Instruction:
Please show each line of the entries below that contains the string "side". Copy every matching line in full.
— Start of Task input —
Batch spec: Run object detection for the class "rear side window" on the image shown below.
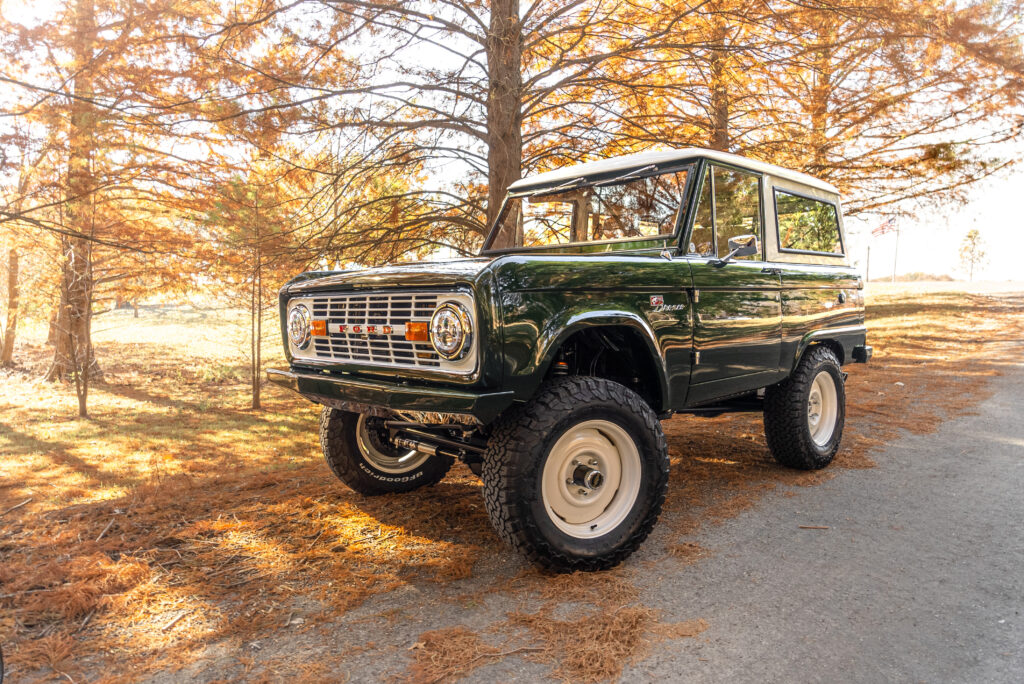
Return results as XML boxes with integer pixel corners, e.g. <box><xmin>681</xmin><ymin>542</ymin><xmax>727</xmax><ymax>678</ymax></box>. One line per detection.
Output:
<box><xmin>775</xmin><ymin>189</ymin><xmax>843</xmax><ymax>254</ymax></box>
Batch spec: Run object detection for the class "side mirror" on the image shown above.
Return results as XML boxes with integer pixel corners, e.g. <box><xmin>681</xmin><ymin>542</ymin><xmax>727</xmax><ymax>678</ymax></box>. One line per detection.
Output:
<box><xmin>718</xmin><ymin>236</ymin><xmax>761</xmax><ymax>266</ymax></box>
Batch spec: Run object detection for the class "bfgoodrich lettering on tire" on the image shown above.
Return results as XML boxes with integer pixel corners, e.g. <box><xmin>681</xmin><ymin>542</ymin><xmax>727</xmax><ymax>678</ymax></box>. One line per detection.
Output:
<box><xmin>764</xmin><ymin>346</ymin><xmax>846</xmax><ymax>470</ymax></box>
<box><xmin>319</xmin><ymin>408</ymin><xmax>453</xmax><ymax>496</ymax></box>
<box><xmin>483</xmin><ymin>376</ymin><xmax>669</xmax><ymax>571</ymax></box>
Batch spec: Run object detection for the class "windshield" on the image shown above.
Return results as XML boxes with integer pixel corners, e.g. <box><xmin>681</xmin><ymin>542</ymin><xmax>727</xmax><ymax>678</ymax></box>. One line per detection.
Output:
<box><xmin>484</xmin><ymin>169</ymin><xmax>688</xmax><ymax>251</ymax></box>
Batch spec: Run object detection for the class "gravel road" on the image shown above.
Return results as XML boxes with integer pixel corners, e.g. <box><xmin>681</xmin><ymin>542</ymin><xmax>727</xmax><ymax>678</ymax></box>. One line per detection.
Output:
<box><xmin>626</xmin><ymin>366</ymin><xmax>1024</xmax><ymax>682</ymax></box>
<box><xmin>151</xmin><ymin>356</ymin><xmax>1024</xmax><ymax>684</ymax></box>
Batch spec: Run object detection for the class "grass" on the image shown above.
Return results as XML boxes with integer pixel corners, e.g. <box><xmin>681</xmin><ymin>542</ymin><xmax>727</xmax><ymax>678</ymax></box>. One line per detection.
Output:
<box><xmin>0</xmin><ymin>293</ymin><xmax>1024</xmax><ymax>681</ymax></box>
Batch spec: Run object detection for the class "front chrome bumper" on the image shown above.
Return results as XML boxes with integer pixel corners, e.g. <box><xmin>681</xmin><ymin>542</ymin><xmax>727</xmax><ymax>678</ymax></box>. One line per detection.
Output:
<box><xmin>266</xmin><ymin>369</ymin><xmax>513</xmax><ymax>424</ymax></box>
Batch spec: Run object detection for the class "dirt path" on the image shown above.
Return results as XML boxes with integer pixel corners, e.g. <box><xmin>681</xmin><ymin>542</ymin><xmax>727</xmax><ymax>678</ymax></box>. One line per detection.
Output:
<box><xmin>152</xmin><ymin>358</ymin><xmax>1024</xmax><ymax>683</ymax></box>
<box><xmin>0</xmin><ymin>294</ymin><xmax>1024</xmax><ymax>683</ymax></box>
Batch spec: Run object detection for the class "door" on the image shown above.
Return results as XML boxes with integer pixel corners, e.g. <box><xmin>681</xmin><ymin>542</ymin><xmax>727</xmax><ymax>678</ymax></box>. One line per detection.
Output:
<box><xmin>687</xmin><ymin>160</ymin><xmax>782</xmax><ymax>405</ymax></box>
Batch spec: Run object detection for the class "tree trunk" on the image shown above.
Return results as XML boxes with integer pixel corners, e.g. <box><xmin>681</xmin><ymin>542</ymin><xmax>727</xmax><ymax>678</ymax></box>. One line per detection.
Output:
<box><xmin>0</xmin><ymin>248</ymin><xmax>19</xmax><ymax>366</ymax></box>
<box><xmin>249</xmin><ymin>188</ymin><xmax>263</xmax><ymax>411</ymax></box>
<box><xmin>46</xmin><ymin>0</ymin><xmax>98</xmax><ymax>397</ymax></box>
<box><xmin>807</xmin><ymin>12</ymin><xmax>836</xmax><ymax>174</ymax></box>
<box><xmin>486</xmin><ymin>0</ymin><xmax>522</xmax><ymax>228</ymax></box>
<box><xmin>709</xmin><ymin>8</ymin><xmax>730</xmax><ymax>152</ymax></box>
— End of Task input —
Full response:
Batch spec: Run object detection for the class "rear side window" on the image shown below.
Batch spec: Run object detection for the class "side mirror" on the image shown above.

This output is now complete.